* What this task involves
Write each line out again exactly as written.

--- START Source material ---

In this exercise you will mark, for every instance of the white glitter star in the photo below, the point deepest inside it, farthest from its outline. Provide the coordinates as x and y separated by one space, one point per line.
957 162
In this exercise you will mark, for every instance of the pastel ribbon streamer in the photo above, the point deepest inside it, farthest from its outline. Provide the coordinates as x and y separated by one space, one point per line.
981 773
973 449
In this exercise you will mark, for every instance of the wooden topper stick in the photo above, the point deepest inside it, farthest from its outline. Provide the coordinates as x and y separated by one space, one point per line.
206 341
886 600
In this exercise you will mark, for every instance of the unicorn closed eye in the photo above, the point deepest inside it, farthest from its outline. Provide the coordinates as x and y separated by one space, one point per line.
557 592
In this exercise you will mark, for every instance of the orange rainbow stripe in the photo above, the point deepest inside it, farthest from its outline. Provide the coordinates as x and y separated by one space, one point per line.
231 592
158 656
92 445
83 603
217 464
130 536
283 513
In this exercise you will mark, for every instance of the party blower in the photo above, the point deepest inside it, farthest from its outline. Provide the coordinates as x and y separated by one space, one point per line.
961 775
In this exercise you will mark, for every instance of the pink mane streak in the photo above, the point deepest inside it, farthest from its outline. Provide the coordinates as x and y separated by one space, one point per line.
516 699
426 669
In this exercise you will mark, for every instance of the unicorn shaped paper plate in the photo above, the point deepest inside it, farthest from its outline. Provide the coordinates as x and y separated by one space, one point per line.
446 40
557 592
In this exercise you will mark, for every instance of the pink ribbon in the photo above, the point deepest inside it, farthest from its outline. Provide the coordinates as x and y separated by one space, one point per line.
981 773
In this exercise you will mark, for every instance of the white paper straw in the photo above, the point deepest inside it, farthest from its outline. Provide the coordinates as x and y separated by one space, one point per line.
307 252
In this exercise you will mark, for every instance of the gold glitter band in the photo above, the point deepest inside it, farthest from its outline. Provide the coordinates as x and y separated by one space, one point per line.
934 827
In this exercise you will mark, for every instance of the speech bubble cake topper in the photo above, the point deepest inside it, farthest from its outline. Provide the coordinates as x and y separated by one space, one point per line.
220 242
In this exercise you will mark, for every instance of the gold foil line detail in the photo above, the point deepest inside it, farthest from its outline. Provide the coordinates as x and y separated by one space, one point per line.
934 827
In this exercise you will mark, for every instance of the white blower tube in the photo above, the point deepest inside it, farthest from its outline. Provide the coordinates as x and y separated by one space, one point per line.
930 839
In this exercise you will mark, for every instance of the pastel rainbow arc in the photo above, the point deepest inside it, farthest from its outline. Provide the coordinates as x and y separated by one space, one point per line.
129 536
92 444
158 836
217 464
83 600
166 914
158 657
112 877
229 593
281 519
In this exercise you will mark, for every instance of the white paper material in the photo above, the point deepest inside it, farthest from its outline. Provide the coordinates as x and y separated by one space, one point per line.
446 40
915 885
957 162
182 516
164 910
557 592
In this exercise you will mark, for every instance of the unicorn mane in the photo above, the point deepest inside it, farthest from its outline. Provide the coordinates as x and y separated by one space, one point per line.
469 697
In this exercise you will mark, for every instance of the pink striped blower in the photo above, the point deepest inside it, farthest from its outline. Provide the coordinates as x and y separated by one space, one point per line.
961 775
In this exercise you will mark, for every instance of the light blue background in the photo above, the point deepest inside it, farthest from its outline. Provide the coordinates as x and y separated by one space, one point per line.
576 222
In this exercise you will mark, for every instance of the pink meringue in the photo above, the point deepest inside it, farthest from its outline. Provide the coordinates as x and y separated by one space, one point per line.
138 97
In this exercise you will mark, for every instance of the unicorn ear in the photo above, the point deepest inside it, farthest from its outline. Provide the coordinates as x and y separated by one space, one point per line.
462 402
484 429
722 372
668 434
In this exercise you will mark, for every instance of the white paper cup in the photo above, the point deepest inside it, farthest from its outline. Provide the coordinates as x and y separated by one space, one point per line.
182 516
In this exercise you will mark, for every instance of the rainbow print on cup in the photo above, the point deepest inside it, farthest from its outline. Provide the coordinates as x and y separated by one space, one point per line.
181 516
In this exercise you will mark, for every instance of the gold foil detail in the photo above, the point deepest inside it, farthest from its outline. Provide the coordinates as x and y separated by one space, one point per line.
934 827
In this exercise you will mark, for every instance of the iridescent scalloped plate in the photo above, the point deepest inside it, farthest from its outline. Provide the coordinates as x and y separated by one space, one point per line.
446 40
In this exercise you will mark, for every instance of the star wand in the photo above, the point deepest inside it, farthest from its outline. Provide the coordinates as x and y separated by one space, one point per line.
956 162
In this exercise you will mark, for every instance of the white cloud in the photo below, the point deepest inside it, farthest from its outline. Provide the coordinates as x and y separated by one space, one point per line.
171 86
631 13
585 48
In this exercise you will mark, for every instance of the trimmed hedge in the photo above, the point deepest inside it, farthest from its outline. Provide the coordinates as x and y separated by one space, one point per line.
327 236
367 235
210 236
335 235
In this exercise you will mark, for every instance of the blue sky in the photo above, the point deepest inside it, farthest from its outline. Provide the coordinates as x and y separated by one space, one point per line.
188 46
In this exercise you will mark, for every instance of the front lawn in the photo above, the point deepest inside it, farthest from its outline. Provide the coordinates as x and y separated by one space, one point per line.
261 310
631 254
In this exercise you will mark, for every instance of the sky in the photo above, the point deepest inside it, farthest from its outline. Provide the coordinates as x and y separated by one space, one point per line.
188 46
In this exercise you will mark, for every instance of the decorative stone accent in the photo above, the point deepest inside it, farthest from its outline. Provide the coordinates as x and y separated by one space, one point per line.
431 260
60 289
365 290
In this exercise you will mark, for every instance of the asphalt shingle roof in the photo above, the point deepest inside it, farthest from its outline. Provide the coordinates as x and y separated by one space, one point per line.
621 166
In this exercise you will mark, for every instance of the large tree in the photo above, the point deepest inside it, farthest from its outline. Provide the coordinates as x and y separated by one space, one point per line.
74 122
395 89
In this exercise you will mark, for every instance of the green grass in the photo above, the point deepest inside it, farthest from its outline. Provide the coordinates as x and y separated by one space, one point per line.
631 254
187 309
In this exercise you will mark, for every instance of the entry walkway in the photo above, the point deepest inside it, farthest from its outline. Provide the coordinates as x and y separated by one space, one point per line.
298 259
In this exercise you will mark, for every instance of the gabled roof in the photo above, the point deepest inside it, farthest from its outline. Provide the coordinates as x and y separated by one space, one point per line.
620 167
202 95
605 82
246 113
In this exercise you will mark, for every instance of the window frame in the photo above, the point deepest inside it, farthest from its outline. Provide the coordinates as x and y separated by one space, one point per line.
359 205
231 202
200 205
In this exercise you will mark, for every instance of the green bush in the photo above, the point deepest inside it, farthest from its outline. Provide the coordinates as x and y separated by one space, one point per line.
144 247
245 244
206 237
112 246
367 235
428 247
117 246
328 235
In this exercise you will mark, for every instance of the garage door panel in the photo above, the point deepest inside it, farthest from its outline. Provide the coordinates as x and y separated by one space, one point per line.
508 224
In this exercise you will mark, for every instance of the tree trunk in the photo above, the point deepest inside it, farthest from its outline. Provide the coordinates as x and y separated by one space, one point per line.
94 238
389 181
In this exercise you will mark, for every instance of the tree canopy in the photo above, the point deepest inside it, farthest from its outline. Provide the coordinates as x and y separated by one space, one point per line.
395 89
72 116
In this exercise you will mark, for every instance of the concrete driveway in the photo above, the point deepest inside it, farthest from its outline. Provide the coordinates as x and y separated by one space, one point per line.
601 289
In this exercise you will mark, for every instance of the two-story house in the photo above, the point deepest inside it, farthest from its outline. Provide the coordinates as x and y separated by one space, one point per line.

--- END Source material ---

* The result
In this exercise you will mark, for every instance of the white glitter star in the photo below, the point deepest inside it, farthest from its outline. Provide the coordinates as x and y separated by one space, one point per line.
957 162
In this exercise you will mark, for every instance of the pastel ribbon streamer in the photo above, the point deepest inside it, farthest from its outline. Provide the coordinates as x and y separated by one space, one point per line.
981 773
973 449
In this exercise you will mark, for every instance of the wooden topper stick in the photo above, the point deepest inside it, farthest from its outline. Provide the coordinates as x and y separated by one space, one point per line.
206 341
886 600
In this exercise you will mark, for every instance of the unicorn closed eye in the photo above, the point deepest inside it, farthest from its outline. Provide the coordinates as x and y separated by one space, one point per line.
557 592
In this exercise you will mark, for every instance of the orange rainbow stripe in the photo above, the point deepest inside it, farthest from its outline. Provide the coordinates as x and y separated by one space, one point per line.
231 592
158 656
92 445
83 603
217 464
130 536
283 513
In this exercise you will mark, for every instance of the party blower in the photo above, the point deepest inside it, farthest from its outline. Provide the coordinates as x and y separated by one space, one point per line.
961 775
In this exercise you will mark, for every instance of the pink mane streak in the photo above, the point deepest inside it, farthest from its outline. Provide the coordinates as x and y separated by one space, one point per line.
516 699
426 669
In this exercise you will mark, for every instance of the unicorn shaped paper plate in the photo above, the point deepest inside it, farthest from its outline. Provide the coordinates as x and y separated by one space, one point per line.
446 40
557 592
In this exercise you will mark, for every instance of the pink ribbon in the photo above, the point deepest inside it, farthest from its outline. Provide the coordinates as x and y separated by one space, one point per line.
981 773
In this exercise you will mark, for every instance of the white paper straw in the photo above, the point deepest inside it, farthest from its outline. Provide the coordinates as x and y separated by one space, one point per line.
307 252
In this exercise you will mark, for every instance of the gold glitter band in the photo above, the point deepest inside it, farthest from its outline. Provide the coordinates as x and y separated by one space, one point per line.
934 827
In this exercise you will mark, for every instance of the speech bubble cake topper in the photo above, the point deepest inside it, farthest from its outline. Provide the coordinates as x and y separated by one space, one point per line.
220 242
In this exercise you will mark, for every instance of the gold foil line detail in the photo above, the point deepest inside it, farthest from its outline. Provide the coordinates as x and y separated by one space, one point per line.
934 827
In this exercise you will mark, for every instance of the white blower tube in the photo above, the point deepest inside it, farthest from its outline. Provide the coordinates as x and y separated by one space, one point per line.
930 839
In this exercise you will mark, for every instance of the pastel rainbow arc in the photo above, the point deepest inside it, farthest from its outline. Provide the coordinates as x and y separated by one space, one point per line.
129 536
92 444
158 836
217 464
83 600
166 914
158 657
112 877
229 593
281 519
In this exercise you will mark, for every instance of the white paper material in the photo above, the point deepest inside it, farthest from its outline. Provide the coordinates as x and y separated by one space, one point per line.
446 40
915 885
957 162
182 516
164 910
557 592
In this exercise you will mark, for every instance of the unicorn mane in the photo above, the point deepest inside it, farthest from its outline. Provide the coordinates as x and y separated by one space, one point per line.
469 697
In this exercise you will mark, for every instance of the pink striped blower in the photo above, the point deepest inside it, farthest from its outline. Provide the coordinates as x and y separated by one space, one point per line.
961 775
In this exercise you will mark, for every instance of the light blue background in the photo above, the point deepest inside it, farthest from its outline. Provide the coordinates as x and y separated by one space, one point per line.
576 222
In this exercise you will mark, for every instance of the pink meringue in the photo above, the point deepest inside it, farthest from its outline. Provide the coordinates as x and y separated by one space, one point per line.
138 97
In this exercise you will mark, for every instance of the unicorn ear in the photo above, the point deepest inside it, farthest from its outline. Provide the coordinates as x and y separated by one space, one point per line.
462 402
484 429
722 372
668 434
In this exercise you will mark, for every instance of the white paper cup in the photo above, the point deepest inside it, farthest from its outline. Provide the coordinates as x and y separated by one space, one point per line.
182 516
In this exercise you will mark, for every instance of the rainbow print on cup in the photo above, the point deepest inside it, farthest from its outline. Provide the coordinates as x and y separated by one space, one point per line.
181 516
In this exercise you will mark, for every instance of the gold foil detail in the photo above, the point deepest inside it, farthest from its outline. Provide the coordinates as x and y separated by one space, one point per line.
934 827
In this exercise you will mark, for every instance of the iridescent scalloped plate in the photo above, the point deepest inside it, farthest from its outline. Provide the coordinates as x and y separated by one space, one point per line.
446 40
In this exercise you will mark, for every instance of the star wand in the photo above, the point deepest inside it, farthest from its outline. Provide the coordinates as x and y separated by one space, one point per line.
956 162
In this exercise you will mark, for every instance of the white cloud in the photo below, the point deepest inside it, farthest from its outline. Provide the coordinates as x and y separated by one space, one point per line.
171 86
631 13
585 48
In this exercise you will mark, for every instance of the trimmed hedge in the photo above, the point deepest inside it, farthest from its outline. Provide the coordinates as x and y separated by one space, one point per line.
327 236
367 235
210 236
335 235
In this exercise you will mark, for every instance of the blue sky in the photo above, the point deepest inside it, farthest from its outline. Provide the coordinates as x and y separated by one space, one point per line.
188 46
In this exercise you will mark, for every instance of the front lawn in the photo above, the point deepest inside it, farthest from its outline. Provide the coordinates as x and y separated by one space, one point per line.
261 310
631 254
In this exercise you will mark, for every instance of the sky in the photo above, the point deepest inside it, farthest from its outline. Provide the coordinates as x and y separated by one space, one point per line.
188 46
In this exercise you will mark, for every instance of the decorative stone accent in the photo above, the point deepest inside it, farthest from its outline. Provide the coordinates as x and y separated by one space, one point per line.
431 260
60 289
365 290
In this exercise you will mark, for every instance of the asphalt shingle roof in the photo above, the point deepest inside it, farthest from its outline. Provide the coordinates as x and y separated by one space, one point per line.
621 166
In this exercise you will mark, for every instance of the large tree in the photo above, the point deepest inside it, farthest from its outline. Provide the coordinates as x and y separated by one space, one point per line.
74 122
395 89
In this exercise you will mark, for every instance of the green grass in the photo above, the point deepest inside it, farthest from its outline. Provide the coordinates as x and y separated by one space, one point per line.
631 254
187 309
In this exercise you will mark, for every instance of the entry walkway in the photo above, the point deepest inside it, farthest from its outline. Provide the coordinates as x and y separated by one space, one point per line.
298 259
In this exercise you will mark, for every instance of the gabled roof in the photo above, the point deepest inside it, farthest from its outline. Provide the coordinates as x and y separated by one space, one point per line.
620 167
202 95
605 82
246 113
In this exercise you will mark, for every instance of the window frame in the photo above, the point deepest inside it, farthest from its outline. Provide the coordinates as x and y separated by one space, one point per line.
359 205
231 202
200 205
In this exercise you will mark, for every instance of the green bush in the photo above, the point deepest inside it, farthest from its outline. Provide the coordinates as x and y separated by one space, one point per line.
144 247
245 244
206 237
112 246
367 235
428 247
117 246
328 235
In this exercise you will mark, for every instance of the garage door panel in the photo above, the point deepest inside it, farthest from its outline. Provide the coordinates as x and y separated by one space, one point per line.
508 224
In this exercise you will mark, for every instance of the tree trunk in the photo above, the point deepest inside it, farthest from its outline. Provide the coordinates as x and y separated by one space, one point per line.
94 238
389 181
In this exercise you will mark, for every instance of the tree canopy in the photo above, the point deepest inside it, farthest from its outline. Provide the coordinates as x and y separated by one space, one point per line.
395 89
72 116
In this exercise you will mark, for every instance of the concrete driveway in the photo above, the point deepest inside it, farthest from its outline. Provide the coordinates as x and y separated by one space, one point per line.
601 289
In this exercise you will mark, for every instance of the two-story house in the photo above, the point deepest inside it, farthest from its outline. Provide the coordinates as x and y separated by one space, one point per line.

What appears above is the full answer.